WHAT YOU NEED TO DO
Answer these questions about the forum reply below:
(a) Where were the pictures taken?
(b) What grade did the board give the sighting that was still posted when the writer arrived at camp?
(c) What program created the zoom video?

QUOTED PASSAGE

'''

Thanks everybody for the nice words. Glad you like the story, pics and vid so far. Hope I can bring more of Musekese back to you.

 

23 hours ago, wilddog said:

Sorry @LarsS missed the pictures somehow. :huh:

No problem. The pics were at our tent. We also saw them both in the tree. No pictures though. I realised at home there were several things I didn't film of photograph properly. Realised it was because I was living in the moment more than I did before, which ofcourse it not a bad thing at all :) 

 

13 hours ago, Atravelynn said:

Apparently the first  newborn impala of the season was sighted during my visit.

I remmeber that was still on the board when we arrived at camp. Being rewarded with a grade of 10 out of 10. At that moment I wasn't aware why that was such a special sighting, but now I do.

 

 

13 hours ago, Atravelynn said:

Cool beginning with the zippy zoom.

 

Thanks! It's actually quite easy to do, I discovered when I had the idea. Google Earth Pro creates a video based on your waypoints.

'''

GIVEN ENTRIES
'''

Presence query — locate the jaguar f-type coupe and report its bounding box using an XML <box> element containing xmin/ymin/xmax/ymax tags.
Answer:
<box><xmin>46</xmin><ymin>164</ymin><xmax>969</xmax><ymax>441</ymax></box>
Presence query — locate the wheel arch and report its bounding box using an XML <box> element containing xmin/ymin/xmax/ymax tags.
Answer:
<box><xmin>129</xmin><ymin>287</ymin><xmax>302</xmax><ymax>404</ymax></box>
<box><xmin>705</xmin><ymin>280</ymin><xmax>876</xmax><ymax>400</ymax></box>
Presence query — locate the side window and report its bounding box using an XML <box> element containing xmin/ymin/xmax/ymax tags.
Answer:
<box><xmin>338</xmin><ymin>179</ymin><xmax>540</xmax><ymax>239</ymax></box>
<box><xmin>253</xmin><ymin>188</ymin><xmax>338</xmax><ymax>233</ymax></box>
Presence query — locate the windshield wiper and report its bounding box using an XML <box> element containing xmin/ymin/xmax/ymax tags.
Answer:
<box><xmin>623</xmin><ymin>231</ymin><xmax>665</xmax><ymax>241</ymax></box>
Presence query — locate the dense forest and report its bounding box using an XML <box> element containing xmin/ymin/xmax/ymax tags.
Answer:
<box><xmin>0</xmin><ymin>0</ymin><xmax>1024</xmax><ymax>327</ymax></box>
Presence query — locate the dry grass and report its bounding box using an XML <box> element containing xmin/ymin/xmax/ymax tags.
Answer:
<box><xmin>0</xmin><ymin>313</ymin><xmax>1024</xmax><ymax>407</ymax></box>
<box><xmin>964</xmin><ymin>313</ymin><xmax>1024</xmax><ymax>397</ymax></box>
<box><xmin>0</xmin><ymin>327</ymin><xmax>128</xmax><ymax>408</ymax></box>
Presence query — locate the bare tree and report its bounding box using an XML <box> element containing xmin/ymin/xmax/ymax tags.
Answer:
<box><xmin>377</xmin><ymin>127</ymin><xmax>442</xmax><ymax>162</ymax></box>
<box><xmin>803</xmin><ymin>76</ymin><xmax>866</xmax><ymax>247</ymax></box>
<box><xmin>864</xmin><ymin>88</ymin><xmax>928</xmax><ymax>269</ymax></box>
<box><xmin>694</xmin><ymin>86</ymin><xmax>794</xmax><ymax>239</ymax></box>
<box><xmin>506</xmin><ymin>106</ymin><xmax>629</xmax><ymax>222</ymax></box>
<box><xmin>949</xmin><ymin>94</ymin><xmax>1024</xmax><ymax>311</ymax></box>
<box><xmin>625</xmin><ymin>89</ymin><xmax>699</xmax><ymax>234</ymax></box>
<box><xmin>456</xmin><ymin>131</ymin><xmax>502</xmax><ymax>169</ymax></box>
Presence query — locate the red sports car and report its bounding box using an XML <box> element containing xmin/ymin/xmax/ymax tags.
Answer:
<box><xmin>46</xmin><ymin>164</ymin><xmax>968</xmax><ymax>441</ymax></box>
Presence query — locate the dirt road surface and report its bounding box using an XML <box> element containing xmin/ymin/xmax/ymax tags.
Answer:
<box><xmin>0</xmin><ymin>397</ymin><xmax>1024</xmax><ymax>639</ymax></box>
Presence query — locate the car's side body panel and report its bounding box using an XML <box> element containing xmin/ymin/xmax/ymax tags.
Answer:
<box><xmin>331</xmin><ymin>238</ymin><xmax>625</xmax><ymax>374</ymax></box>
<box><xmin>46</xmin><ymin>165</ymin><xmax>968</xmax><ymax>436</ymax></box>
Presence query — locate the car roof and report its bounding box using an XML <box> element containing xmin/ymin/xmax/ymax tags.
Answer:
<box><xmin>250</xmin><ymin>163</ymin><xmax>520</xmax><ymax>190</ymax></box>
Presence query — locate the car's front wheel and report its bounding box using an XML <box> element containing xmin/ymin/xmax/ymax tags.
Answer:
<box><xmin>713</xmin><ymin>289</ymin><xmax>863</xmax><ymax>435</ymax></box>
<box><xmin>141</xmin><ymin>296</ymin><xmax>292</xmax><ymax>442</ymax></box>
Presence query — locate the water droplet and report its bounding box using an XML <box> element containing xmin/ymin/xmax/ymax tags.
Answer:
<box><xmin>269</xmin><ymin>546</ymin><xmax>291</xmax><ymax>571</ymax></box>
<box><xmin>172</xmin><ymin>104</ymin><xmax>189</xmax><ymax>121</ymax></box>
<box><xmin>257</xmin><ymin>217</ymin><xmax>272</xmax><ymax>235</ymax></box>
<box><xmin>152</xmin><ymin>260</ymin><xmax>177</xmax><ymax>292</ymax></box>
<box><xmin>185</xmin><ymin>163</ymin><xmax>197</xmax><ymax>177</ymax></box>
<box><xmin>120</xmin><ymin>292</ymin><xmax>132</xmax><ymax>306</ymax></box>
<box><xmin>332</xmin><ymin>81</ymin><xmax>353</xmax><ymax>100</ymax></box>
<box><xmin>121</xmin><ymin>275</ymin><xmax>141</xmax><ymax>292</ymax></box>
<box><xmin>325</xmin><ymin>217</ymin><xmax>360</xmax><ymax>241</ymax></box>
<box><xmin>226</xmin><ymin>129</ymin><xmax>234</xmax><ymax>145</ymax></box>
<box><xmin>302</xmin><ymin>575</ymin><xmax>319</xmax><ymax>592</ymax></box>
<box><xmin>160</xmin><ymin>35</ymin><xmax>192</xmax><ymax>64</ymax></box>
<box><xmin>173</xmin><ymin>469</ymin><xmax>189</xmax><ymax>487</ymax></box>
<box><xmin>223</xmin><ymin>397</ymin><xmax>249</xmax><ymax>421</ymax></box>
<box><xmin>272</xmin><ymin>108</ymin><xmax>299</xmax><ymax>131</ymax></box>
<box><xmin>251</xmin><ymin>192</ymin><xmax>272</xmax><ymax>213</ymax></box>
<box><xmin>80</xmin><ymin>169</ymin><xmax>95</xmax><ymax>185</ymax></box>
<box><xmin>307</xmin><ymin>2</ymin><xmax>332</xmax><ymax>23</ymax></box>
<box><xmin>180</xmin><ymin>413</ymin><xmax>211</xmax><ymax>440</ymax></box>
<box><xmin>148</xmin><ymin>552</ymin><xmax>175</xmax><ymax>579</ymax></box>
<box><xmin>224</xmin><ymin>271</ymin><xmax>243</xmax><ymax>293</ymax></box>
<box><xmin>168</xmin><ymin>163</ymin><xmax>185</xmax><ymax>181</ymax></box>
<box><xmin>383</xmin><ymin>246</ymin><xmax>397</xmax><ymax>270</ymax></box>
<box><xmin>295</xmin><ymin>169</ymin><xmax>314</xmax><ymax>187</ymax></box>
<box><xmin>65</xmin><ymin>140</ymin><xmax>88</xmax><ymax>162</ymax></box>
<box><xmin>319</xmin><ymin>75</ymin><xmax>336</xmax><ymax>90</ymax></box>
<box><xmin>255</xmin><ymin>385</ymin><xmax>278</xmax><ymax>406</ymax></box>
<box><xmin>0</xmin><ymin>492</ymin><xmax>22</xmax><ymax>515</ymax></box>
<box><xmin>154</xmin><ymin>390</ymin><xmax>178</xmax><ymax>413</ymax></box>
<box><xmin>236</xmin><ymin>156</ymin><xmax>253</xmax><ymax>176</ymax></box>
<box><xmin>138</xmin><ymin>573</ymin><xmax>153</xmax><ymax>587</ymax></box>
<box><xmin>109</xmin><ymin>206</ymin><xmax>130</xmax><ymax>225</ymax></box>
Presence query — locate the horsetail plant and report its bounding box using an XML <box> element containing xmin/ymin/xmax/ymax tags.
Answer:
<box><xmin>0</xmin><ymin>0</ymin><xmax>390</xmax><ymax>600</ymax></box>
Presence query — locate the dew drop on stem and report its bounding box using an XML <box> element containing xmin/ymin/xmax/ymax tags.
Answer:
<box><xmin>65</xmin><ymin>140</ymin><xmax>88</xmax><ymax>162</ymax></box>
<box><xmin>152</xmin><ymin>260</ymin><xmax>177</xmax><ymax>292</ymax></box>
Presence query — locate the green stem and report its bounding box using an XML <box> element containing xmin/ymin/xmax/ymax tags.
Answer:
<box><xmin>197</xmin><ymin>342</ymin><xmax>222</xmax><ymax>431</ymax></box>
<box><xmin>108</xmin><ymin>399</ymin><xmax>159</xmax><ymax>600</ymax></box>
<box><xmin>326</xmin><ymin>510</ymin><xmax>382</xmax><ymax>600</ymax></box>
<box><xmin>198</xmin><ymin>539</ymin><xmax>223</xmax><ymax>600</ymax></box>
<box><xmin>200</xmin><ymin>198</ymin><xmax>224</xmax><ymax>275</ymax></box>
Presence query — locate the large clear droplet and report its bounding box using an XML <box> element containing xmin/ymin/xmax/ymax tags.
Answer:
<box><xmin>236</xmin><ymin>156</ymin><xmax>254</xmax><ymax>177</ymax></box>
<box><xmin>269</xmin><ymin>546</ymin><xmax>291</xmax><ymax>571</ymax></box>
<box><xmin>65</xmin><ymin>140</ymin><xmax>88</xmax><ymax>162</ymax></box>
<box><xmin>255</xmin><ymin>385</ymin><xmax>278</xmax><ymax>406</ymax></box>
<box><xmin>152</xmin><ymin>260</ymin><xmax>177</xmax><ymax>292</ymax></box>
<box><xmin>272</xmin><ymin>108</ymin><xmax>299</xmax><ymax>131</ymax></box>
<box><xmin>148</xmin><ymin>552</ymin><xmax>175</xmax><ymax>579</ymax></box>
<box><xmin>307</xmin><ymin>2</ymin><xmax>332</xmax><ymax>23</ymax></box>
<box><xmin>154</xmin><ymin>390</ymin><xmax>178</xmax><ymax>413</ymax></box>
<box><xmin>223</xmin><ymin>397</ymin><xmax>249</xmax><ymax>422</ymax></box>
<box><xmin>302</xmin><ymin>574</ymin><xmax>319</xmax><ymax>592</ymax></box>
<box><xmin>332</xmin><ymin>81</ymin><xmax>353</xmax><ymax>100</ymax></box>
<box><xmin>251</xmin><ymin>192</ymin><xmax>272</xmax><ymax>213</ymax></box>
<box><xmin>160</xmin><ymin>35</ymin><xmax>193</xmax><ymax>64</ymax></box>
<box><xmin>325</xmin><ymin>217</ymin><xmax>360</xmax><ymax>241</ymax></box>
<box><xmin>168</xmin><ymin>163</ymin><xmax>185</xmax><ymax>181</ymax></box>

'''

RESPONSE FOR THIS EXERCISE
(a) At the writer's tent.
(b) 10 out of 10.
(c) Google Earth Pro, which builds the video from waypoints.